When you call 9-1-1 a professionally-trained person (dispatcher) answers the phone. The dispatcher asks what the emergency is and sends help to you, such as the police, fire department, ambulance, or highway patrol. If you are not sure whether there is a real emergency, it is better to be safe and call 9-1-1.

You can call 9-1-1 anytime there is an emergency from telephones in California and many parts of the United States. The call is free from all telephones, including pay phones. You can also make 9-1-1 calls on cell phones that are charged, but have no account.

What Happens When I Call 9-1-1?

When you dial 9-1-1 in California the dispatcher can, in most cases, see the address and number of the phone you are calling from on a special viewing screen. The dispatcher will still ask for the location, in case you are calling from a different place than the emergency. By looking at the address on the viewing screen, the dispatcher can begin to send help to you while you are answering questions.

The dispatcher will obtain information about the emergency in a specific order. This allows the dispatcher to make quick decisions necessary to provide an immediate response. Some of the questions the dispatcher may ask are:

  • What is the emergency?
  • Is it occurring now?
  • Where is it occurring?
  • Address where the emergency is occurring
  • Your name and phone number for contact
  • Can you see what is happening right now?

If it is a crime, the dispatcher may ask additional questions:

  • Description of the suspect; name (if known), race, sex, age, height, weight, hair, facial hair, clothes, etc.

......

■ PROBLEM 1 ■
Rewrite the records as a Markdown table with two columns, Row and Record line, starting at the line that contains "In which part of the above scan can the white" and ending at the last line of the records, leaving out any blank lines.

■ Stored data entries ■
......

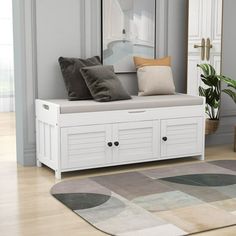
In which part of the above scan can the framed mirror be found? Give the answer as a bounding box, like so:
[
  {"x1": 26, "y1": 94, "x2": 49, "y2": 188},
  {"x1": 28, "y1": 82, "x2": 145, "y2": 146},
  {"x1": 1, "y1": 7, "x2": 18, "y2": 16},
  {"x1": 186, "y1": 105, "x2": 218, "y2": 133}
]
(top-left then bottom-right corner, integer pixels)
[{"x1": 102, "y1": 0, "x2": 156, "y2": 73}]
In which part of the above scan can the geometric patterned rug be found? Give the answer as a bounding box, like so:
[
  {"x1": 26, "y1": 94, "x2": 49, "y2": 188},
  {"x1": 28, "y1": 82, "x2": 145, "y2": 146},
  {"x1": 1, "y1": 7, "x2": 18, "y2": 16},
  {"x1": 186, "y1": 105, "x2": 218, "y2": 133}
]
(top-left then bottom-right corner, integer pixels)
[{"x1": 51, "y1": 160, "x2": 236, "y2": 236}]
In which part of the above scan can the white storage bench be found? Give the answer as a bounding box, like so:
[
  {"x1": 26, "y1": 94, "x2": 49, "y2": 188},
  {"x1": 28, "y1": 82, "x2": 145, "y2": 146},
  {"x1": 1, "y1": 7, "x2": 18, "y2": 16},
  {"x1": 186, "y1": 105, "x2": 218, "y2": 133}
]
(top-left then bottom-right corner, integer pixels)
[{"x1": 36, "y1": 94, "x2": 205, "y2": 179}]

......

■ PROBLEM 2 ■
Reproduce the passage from the text on calling 9-1-1 verbatim, starting at "When you dial" and ending at "is it occurring?".

■ FULL ANSWER 1 ■
| Row | Record line |
|---|---|
| 1 | In which part of the above scan can the white storage bench be found? Give the answer as a bounding box, like so: |
| 2 | [ |
| 3 |   {"x1": 26, "y1": 94, "x2": 49, "y2": 188}, |
| 4 |   {"x1": 28, "y1": 82, "x2": 145, "y2": 146}, |
| 5 |   {"x1": 1, "y1": 7, "x2": 18, "y2": 16}, |
| 6 |   {"x1": 186, "y1": 105, "x2": 218, "y2": 133} |
| 7 | ] |
| 8 | (top-left then bottom-right corner, integer pixels) |
| 9 | [{"x1": 36, "y1": 94, "x2": 205, "y2": 179}] |

■ FULL ANSWER 2 ■
When you dial 9-1-1 in California the dispatcher can, in most cases, see the address and number of the phone you are calling from on a special viewing screen. The dispatcher will still ask for the location, in case you are calling from a different place than the emergency. By looking at the address on the viewing screen, the dispatcher can begin to send help to you while you are answering questions.

The dispatcher will obtain information about the emergency in a specific order. This allows the dispatcher to make quick decisions necessary to provide an immediate response. Some of the questions the dispatcher may ask are:

  • What is the emergency?
  • Is it occurring now?
  • Where is it occurring?